The problem –
Stop after the line with "One point belongs to every instance of the wire". Up to that point, output every line of the listing below exactly from the first one onward, skipping pictures.

Provided data –
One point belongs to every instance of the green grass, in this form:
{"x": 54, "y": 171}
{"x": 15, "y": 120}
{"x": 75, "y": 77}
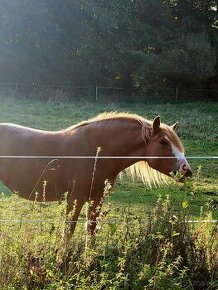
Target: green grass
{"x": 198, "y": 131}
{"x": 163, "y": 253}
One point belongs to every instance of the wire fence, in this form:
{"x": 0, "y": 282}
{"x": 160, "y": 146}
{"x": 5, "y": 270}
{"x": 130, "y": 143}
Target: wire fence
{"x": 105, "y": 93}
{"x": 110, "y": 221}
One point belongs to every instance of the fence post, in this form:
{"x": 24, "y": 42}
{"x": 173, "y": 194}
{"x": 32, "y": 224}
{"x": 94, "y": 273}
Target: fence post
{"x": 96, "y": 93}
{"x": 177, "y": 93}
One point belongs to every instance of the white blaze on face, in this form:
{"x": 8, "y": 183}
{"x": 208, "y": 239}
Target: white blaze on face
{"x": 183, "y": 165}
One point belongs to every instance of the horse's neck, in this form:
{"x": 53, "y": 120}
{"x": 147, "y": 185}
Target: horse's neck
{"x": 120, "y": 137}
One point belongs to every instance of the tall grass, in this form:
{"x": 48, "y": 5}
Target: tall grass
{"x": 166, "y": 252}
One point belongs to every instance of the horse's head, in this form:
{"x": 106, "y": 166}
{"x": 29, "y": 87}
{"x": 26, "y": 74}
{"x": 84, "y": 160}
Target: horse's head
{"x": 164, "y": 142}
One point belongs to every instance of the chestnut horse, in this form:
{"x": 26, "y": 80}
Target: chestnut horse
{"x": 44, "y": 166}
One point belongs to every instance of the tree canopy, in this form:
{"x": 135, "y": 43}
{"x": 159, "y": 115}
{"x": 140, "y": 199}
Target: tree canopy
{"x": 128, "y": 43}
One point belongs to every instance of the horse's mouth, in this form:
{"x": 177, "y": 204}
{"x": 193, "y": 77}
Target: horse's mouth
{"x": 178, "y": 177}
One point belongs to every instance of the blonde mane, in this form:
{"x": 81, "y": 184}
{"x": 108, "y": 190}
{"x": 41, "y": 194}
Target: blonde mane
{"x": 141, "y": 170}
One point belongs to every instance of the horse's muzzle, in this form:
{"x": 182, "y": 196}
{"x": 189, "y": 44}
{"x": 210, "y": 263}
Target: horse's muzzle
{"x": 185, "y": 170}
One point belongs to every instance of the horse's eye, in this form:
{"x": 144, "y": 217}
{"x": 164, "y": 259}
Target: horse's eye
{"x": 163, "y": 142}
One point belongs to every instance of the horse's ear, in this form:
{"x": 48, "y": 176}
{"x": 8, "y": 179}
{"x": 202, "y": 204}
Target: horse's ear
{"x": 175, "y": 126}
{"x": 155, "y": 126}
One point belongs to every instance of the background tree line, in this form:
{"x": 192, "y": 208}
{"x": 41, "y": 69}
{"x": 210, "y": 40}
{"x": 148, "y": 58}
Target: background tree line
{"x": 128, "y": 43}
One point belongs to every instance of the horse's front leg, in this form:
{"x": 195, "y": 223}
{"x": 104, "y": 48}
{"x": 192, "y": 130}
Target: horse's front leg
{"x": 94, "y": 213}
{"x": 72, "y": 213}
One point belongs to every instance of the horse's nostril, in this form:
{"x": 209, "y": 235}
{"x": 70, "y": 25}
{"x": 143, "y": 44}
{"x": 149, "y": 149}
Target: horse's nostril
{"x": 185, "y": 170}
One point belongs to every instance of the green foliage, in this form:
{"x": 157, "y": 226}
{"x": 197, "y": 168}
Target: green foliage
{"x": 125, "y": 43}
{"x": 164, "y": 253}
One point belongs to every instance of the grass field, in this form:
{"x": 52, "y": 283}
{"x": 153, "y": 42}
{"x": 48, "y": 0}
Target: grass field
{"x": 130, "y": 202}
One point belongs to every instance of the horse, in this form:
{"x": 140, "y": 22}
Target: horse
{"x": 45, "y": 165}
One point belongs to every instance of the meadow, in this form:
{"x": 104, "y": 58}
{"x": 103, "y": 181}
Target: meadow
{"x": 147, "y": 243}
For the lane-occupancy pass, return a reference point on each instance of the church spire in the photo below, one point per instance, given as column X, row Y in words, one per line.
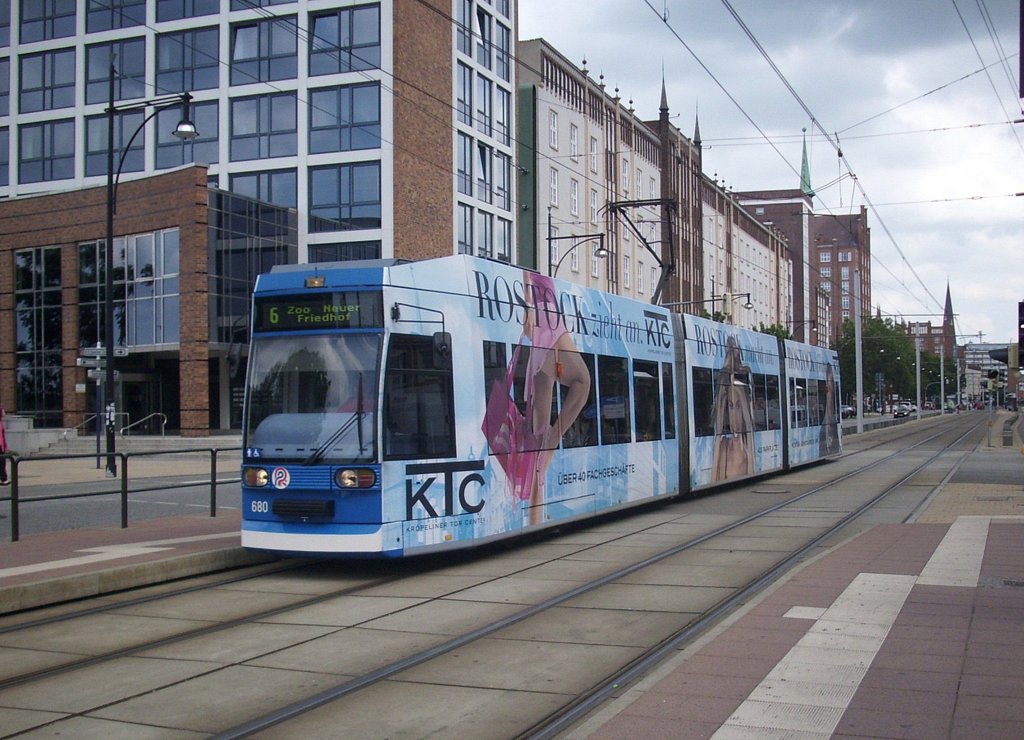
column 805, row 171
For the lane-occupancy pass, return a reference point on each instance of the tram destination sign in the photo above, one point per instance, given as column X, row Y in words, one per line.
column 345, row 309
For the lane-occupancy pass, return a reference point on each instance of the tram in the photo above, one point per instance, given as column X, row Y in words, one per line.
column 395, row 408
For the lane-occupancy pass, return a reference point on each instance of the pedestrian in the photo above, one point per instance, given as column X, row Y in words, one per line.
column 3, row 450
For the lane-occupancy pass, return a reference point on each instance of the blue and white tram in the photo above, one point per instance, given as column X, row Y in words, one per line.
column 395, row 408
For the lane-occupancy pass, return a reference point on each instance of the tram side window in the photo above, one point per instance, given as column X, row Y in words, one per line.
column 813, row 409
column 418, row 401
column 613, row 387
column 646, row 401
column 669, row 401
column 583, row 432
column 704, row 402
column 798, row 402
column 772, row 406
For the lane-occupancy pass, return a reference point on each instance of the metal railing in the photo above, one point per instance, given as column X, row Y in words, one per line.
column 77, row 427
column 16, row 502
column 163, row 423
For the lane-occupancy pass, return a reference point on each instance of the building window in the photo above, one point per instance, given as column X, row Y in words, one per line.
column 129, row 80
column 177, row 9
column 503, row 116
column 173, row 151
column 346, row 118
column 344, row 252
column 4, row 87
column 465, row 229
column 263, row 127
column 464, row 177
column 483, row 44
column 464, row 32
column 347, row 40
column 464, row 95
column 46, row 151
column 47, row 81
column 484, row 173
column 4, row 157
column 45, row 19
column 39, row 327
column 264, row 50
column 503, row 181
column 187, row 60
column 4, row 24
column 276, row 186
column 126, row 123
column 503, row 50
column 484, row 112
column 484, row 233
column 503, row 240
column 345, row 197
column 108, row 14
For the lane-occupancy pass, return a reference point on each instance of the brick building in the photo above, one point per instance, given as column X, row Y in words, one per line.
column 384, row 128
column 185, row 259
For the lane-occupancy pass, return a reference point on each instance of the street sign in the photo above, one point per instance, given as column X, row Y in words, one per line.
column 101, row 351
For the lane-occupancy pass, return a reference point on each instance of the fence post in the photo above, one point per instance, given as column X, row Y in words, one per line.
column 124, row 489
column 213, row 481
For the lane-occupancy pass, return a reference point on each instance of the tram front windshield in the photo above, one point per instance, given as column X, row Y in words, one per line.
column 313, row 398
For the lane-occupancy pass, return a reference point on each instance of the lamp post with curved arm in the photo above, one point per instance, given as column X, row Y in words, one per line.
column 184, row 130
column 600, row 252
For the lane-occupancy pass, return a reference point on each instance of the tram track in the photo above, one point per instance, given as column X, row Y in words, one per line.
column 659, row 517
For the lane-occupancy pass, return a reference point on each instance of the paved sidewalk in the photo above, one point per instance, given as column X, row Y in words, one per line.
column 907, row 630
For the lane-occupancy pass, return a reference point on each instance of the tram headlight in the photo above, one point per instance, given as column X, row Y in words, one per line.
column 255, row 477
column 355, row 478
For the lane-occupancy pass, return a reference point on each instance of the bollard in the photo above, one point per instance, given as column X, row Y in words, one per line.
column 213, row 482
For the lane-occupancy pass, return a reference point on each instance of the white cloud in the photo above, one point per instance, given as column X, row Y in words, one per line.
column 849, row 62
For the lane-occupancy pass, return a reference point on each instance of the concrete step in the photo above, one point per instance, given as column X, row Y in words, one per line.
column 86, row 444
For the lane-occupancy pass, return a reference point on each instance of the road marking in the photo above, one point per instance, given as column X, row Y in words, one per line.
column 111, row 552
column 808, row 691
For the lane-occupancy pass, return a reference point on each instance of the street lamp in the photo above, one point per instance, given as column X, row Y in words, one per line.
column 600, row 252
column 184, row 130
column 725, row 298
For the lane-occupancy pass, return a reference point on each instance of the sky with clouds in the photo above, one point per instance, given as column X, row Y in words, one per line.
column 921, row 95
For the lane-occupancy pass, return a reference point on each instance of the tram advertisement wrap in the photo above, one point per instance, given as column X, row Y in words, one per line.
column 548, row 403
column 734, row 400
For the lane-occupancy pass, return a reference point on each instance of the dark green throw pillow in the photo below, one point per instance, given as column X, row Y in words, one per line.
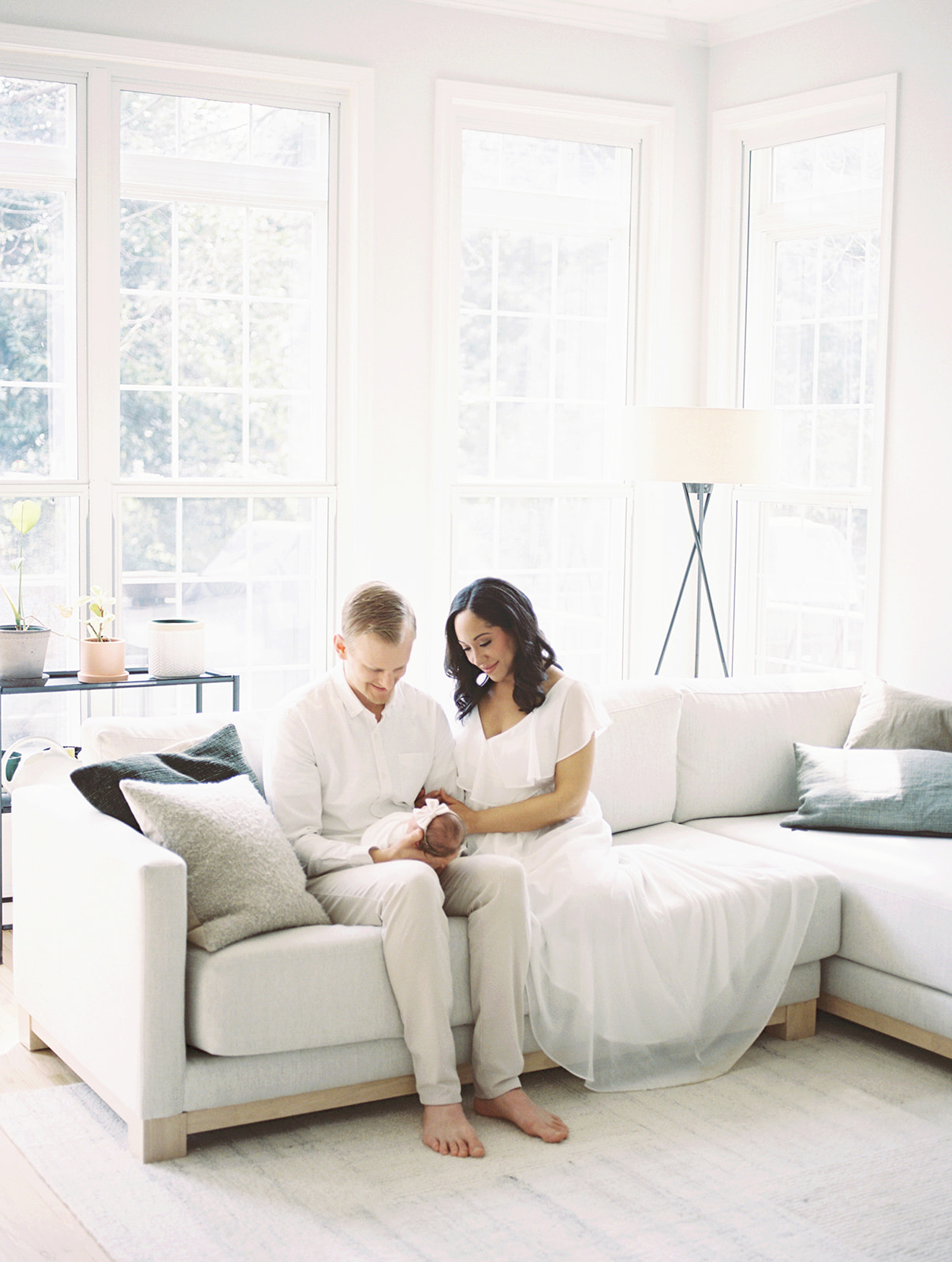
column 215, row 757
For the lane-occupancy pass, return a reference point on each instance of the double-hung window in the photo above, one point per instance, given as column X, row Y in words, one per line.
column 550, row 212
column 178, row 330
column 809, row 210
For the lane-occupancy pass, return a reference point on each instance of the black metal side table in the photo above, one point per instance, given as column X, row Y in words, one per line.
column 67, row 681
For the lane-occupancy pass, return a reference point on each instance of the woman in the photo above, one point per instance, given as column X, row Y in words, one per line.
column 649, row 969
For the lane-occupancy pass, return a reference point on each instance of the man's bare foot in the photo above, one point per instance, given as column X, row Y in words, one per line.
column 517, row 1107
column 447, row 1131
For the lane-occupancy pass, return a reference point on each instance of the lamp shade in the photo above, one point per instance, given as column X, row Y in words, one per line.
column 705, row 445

Solution –
One point belongs to every instance of the green grass, in this form:
{"x": 54, "y": 171}
{"x": 15, "y": 120}
{"x": 75, "y": 77}
Target: green grass
{"x": 198, "y": 131}
{"x": 163, "y": 253}
One point belongs to every instance of the wire fence, in this form:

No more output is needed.